>> START SOURCE DATA

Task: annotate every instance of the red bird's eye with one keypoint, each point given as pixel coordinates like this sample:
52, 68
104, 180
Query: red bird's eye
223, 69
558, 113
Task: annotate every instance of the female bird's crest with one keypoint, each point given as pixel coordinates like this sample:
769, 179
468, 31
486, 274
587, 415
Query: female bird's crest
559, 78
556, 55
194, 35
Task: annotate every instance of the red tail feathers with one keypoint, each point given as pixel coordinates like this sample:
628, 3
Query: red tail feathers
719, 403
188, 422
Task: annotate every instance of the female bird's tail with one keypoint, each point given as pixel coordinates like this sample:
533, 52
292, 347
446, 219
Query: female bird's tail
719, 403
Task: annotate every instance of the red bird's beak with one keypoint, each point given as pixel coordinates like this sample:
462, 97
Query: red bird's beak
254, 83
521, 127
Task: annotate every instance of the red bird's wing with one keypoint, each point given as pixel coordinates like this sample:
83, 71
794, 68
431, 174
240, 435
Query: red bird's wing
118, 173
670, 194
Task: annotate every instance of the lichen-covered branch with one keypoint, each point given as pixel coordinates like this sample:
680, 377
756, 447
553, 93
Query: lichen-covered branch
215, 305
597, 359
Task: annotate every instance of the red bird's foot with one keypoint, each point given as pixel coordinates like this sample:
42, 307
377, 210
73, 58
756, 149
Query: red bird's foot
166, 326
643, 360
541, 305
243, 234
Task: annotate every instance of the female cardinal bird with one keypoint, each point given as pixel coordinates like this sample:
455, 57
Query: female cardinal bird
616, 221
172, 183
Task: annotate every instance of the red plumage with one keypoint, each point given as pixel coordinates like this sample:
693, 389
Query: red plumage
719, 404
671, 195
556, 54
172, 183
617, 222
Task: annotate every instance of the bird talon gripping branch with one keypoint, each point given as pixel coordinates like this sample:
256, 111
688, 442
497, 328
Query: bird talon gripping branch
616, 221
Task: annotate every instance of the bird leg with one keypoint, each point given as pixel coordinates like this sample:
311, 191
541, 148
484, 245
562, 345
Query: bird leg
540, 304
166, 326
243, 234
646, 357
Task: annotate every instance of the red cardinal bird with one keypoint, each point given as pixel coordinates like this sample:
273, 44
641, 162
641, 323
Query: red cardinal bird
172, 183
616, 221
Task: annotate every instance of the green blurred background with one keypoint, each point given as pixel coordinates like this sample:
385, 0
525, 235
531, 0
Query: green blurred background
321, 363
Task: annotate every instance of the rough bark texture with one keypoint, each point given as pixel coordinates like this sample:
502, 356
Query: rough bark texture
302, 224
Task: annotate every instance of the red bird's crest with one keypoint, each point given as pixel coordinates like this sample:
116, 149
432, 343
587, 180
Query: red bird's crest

>> END SOURCE DATA
>> START SOURCE DATA

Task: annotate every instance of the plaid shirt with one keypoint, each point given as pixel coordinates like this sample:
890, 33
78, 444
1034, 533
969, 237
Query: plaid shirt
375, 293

>> END SOURCE DATA
>> START SOURCE DATA

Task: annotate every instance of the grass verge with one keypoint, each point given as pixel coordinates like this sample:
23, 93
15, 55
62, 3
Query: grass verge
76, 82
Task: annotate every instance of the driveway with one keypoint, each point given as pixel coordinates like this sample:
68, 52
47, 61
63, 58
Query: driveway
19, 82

>> END SOURCE DATA

■ WRITTEN PROBLEM ■
Write out the lines above unchanged, starting at the line that contains "Task: annotate every instance of the green" and ending with the line that contains "Query: red bird's crest".

■ RESPONSE ■
Task: annotate every instance of the green blurred background with one keypoint, each point given as pixel coordinates like this sample:
385, 0
525, 235
531, 0
Query: green blurred background
321, 363
Task: annotate every instance of the rough bark texture with one keypoint, each point given as pixel coordinates like this sample:
502, 356
Query: rough bark texture
302, 224
Task: annotate every instance of the red bird's crest with one keypoint, each point given as pixel coordinates like this sample:
116, 149
432, 343
587, 180
Query: red bird's crest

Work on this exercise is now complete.